*TASK MATERIAL:*
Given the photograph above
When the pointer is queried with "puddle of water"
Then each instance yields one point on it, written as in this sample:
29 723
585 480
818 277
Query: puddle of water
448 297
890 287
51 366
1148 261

*DIRECTION:* Copy all the entries verbatim.

*RESULT:*
Given the photograph above
When the pointer is queried with "puddle of water"
Then each instance yields one point on it, written as in this sample:
29 723
585 480
818 277
Query: puddle of water
448 297
890 287
51 366
1148 261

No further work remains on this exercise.